* **Data entries**
========================================

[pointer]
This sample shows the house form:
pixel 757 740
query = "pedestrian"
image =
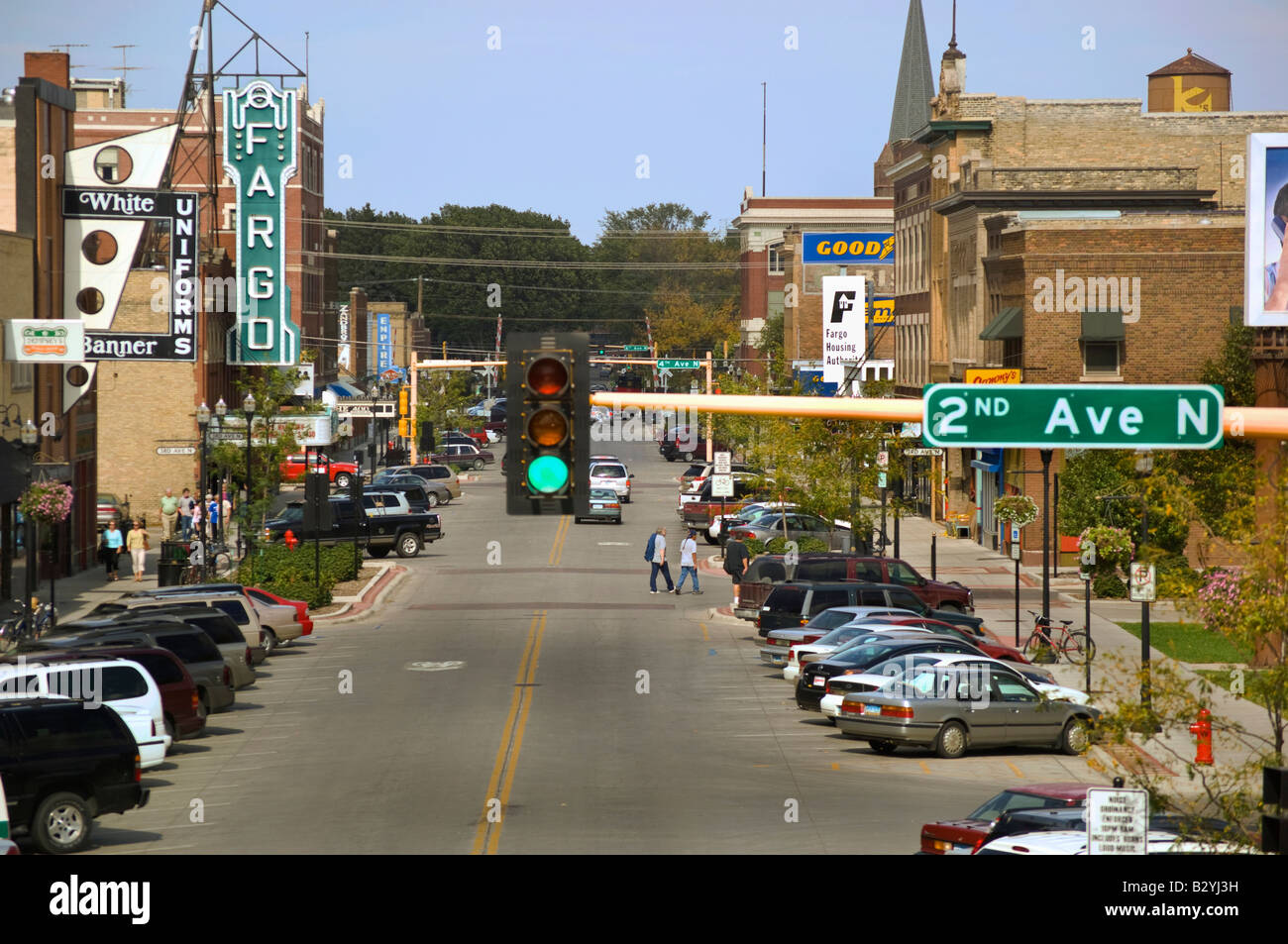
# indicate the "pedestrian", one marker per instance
pixel 185 505
pixel 735 565
pixel 137 543
pixel 656 556
pixel 111 549
pixel 168 515
pixel 690 563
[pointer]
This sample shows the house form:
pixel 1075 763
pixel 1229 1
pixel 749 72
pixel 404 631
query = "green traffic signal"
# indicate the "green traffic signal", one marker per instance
pixel 548 474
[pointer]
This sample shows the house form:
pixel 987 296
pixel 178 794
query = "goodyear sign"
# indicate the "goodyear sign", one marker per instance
pixel 848 249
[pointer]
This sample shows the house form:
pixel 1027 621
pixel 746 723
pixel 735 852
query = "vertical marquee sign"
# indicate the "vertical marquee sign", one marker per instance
pixel 259 156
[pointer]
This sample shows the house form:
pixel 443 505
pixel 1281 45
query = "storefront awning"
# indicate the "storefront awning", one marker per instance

========================================

List every line of the material that contains the string "green", treating uppercase and lowercase letters as different.

* **Exercise response**
query = "green traffic signal"
# indicate the "green traffic signal", one marker per instance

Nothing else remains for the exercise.